[START OF Document]
I've been keeping up with this thread for awhile now ( love all the theories going on here, very well thought out !) and just the other day i was making another play through in the dalish elf origin in the first dragon age. Now forgive me if this has already been mentioned, but I came across something that reminded me of this thread and i'm not entirely sure if its at all connected , but it seemed strange and worth mentioning Behind the eluvian there is strange small statue that appears to commemorate a trading connection between dwarves and elves, for whatever reason the relationship was short lived. It also mentions how dwarves dug "to hight and to frugal and struck elves." It's very likely unconnected, but I thought I'd mention it. Here is the text------

Strange Statue;
              A Strange Statue commemorating the emergance of
              --and short-lived trading relationship with-- dwarves
                   who dug to high and to frugal and struck elves.
             


I can't recall if its that statue has come up or not. I don't recall it. It's indeed a great find.
[END OF Document]
▸ What to produce: In the thread excerpt, quote every phrase in which the word "strange" appears, in the order the phrases occur. The material that follows is not needed for the task.
[START OF Data records]
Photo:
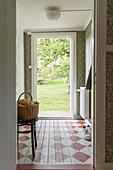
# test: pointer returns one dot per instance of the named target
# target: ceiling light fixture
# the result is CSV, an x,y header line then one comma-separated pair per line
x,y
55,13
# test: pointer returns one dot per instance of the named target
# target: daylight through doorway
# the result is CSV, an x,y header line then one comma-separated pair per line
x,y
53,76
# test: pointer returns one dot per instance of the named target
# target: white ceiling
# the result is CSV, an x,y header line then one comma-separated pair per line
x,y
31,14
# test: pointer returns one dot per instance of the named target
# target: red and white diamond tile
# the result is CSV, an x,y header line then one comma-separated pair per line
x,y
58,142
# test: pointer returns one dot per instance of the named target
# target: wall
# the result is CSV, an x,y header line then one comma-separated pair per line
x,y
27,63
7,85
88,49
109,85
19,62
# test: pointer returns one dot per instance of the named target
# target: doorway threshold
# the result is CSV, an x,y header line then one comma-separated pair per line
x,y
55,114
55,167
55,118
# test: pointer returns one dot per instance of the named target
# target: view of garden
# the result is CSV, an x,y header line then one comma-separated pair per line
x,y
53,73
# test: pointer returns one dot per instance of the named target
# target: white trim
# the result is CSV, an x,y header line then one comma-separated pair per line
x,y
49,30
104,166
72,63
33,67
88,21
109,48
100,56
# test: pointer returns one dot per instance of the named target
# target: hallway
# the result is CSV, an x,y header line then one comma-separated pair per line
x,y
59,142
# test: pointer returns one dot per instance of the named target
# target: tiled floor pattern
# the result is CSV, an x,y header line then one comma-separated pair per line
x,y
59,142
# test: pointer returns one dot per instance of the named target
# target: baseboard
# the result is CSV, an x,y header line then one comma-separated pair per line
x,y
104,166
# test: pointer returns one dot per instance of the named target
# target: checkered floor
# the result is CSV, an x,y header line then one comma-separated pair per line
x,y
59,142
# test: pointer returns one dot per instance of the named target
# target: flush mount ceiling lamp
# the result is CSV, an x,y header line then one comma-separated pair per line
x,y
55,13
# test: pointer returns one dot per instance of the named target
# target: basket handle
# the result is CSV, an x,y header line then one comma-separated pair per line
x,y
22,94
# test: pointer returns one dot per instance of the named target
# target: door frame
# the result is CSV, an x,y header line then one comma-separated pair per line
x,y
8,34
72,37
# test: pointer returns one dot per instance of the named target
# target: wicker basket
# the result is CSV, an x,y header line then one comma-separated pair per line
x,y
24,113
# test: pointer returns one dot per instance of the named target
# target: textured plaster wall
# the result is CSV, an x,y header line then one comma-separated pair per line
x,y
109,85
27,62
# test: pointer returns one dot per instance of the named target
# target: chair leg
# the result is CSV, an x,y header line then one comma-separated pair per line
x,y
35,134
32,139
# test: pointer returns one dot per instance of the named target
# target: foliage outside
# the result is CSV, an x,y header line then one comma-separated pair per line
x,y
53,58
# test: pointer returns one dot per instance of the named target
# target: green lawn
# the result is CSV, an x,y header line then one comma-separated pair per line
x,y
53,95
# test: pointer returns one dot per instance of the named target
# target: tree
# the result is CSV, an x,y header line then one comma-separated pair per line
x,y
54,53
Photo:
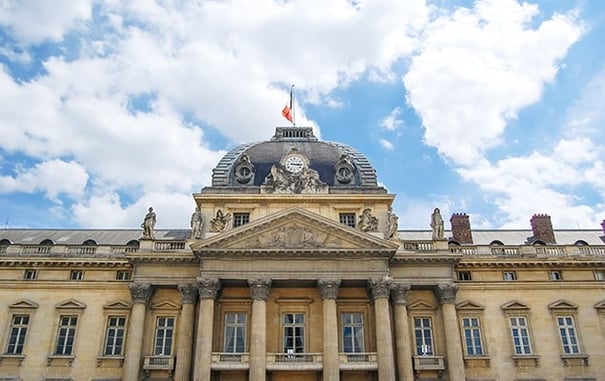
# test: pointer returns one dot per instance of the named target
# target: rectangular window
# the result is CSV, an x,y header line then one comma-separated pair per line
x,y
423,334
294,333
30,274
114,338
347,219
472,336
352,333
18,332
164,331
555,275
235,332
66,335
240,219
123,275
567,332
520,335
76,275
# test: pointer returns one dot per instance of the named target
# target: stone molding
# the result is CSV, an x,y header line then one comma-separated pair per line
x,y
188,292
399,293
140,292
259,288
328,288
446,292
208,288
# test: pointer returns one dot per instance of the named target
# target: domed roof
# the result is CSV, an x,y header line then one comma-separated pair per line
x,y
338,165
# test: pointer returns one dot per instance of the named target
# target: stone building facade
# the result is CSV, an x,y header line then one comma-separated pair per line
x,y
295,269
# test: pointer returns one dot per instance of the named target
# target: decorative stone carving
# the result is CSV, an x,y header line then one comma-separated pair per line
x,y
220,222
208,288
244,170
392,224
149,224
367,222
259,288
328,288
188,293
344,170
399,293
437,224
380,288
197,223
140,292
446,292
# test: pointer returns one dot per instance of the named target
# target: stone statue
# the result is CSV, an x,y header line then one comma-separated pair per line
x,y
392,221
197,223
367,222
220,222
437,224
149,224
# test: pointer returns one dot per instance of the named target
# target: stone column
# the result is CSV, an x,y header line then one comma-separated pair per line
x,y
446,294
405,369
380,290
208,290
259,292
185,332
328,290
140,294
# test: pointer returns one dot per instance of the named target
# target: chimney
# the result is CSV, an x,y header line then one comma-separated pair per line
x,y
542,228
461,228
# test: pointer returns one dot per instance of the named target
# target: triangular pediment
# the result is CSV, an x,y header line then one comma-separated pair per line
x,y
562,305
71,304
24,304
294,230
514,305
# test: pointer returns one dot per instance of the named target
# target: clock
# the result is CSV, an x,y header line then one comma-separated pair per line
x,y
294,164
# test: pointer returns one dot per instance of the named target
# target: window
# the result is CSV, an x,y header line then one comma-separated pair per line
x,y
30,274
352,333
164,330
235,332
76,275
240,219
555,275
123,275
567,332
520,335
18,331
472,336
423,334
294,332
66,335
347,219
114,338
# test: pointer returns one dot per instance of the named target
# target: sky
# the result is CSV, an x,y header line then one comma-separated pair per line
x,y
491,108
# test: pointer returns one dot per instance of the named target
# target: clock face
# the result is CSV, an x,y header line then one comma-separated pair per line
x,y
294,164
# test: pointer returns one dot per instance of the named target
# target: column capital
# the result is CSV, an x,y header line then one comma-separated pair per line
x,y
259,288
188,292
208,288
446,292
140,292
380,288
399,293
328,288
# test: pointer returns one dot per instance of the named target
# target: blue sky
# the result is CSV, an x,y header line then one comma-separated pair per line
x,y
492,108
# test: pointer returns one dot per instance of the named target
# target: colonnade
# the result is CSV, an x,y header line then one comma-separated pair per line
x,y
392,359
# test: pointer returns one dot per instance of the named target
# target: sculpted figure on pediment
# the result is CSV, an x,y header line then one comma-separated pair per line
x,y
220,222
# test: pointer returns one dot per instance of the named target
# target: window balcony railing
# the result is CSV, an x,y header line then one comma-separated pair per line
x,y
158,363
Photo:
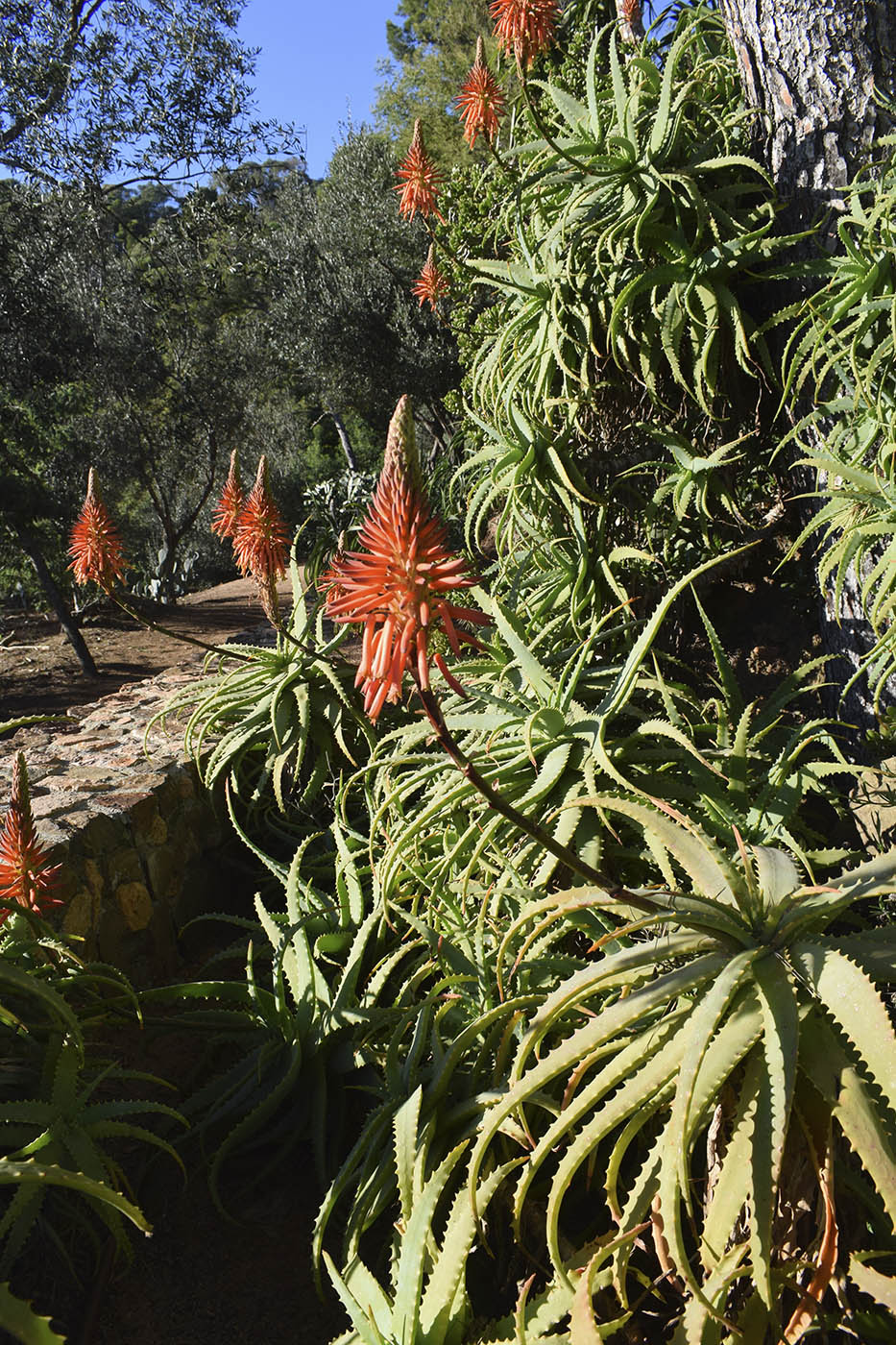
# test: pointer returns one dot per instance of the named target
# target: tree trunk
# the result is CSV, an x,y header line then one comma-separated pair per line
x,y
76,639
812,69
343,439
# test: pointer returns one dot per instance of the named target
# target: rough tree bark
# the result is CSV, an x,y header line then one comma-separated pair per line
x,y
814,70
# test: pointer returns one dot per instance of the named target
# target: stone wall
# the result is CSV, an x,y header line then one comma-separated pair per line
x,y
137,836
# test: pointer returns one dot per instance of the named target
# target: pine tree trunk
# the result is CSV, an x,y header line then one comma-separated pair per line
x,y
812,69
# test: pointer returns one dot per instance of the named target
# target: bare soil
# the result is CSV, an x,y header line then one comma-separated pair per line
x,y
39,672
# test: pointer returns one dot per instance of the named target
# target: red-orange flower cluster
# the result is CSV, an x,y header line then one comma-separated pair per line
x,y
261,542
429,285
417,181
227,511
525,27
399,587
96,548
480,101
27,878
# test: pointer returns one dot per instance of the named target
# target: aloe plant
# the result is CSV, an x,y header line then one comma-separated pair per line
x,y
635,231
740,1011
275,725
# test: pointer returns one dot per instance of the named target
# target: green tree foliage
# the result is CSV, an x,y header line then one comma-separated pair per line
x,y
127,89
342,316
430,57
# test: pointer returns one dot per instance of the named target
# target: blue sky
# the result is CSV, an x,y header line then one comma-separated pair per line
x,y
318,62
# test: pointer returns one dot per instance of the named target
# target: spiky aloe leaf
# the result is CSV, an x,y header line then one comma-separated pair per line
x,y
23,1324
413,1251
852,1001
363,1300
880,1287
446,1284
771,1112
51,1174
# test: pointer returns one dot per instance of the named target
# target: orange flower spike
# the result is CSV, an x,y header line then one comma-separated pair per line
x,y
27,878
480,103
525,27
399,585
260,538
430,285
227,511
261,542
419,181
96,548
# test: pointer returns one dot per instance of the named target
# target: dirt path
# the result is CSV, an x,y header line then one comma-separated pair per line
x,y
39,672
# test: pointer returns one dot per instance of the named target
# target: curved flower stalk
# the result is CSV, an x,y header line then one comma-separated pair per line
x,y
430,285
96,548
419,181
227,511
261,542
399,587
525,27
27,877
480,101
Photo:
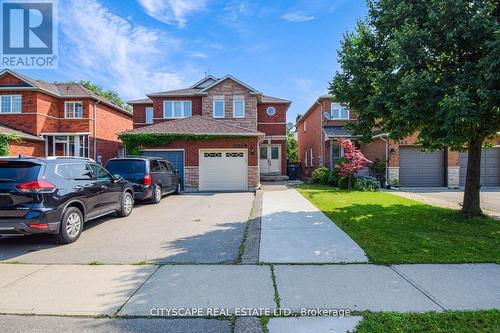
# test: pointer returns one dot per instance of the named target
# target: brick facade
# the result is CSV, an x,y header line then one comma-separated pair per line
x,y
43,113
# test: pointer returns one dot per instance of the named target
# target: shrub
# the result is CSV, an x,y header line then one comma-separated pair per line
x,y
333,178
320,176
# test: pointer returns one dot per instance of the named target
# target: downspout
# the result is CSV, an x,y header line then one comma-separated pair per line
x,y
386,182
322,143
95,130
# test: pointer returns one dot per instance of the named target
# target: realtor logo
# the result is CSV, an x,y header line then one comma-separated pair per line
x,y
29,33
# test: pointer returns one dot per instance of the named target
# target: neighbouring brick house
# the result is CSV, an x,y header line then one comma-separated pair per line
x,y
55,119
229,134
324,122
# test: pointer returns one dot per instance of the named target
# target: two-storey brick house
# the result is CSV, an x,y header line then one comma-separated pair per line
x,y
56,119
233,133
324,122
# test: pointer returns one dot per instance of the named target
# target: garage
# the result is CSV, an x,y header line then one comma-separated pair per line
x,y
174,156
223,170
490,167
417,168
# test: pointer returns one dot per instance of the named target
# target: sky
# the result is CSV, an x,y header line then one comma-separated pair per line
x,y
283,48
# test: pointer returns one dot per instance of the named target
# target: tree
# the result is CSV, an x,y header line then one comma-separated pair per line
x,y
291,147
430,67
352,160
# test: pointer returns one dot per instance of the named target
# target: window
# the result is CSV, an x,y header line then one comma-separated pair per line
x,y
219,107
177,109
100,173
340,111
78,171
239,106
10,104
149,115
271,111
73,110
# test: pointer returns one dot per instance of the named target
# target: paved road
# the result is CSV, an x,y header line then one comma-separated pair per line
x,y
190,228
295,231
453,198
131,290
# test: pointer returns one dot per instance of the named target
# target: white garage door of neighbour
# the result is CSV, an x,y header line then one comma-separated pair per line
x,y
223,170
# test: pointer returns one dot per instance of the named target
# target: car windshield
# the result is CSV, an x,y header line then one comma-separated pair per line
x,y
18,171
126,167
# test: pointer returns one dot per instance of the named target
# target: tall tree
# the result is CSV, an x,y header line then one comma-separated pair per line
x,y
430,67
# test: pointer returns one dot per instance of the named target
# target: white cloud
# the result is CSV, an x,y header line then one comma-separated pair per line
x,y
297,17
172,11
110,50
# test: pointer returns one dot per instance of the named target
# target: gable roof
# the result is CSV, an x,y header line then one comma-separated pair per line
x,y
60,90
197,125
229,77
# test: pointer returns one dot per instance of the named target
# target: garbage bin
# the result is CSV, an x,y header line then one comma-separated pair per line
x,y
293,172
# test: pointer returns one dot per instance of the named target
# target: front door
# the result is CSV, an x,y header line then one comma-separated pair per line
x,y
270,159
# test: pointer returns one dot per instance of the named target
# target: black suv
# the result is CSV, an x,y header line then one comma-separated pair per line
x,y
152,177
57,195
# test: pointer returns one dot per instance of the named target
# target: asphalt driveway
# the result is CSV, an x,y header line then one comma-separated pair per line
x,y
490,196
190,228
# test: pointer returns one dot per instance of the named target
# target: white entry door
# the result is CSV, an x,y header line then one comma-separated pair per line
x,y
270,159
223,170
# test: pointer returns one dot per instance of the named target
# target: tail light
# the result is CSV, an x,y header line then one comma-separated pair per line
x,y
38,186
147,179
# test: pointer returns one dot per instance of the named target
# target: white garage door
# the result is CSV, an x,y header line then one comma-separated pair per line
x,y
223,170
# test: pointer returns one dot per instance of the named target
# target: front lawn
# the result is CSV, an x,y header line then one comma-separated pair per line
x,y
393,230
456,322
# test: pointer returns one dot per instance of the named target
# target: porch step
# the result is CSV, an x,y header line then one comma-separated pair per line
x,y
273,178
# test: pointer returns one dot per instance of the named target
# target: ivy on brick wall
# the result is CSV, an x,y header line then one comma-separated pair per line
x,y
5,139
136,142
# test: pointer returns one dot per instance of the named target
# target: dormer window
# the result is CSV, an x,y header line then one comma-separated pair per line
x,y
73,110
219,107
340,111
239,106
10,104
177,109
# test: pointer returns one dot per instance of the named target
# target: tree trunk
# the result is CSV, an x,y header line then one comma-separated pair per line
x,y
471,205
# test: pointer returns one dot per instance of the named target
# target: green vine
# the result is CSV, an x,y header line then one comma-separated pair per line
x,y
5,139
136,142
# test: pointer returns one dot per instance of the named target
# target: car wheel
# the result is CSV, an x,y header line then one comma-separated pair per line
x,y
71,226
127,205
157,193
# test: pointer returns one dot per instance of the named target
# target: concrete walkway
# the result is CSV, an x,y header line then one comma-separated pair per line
[END OF Data records]
▸ Task output:
1. "it seemed strange"
2. "there is strange small statue"
3. "Strange Statue"
4. "A Strange Statue commemorating"